To do:
Put the lines below into a JSON list of strings, one string per line. Omit blank lines and leave the pictures out.
start Data rows
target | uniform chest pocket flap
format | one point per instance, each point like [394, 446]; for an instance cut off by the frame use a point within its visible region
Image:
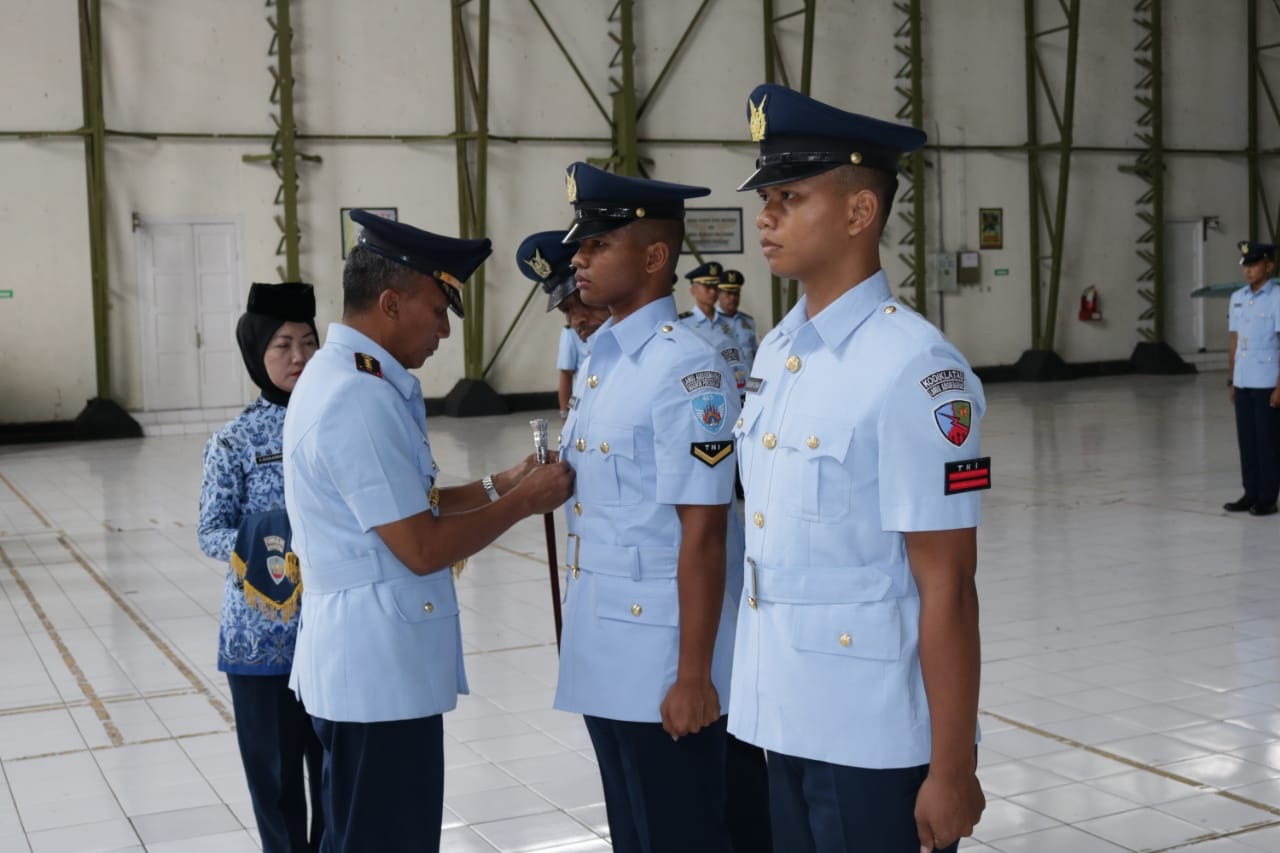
[871, 630]
[611, 473]
[639, 602]
[813, 466]
[420, 601]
end Data rows
Task result:
[
  "target | uniform chest pocket flap",
  "format | one point per instance, each point like [394, 446]; for an instance cut off by the frame use a point within its visible region",
  "Image:",
  "[871, 630]",
  "[611, 473]",
  "[639, 602]",
  "[813, 466]",
  "[420, 601]"
]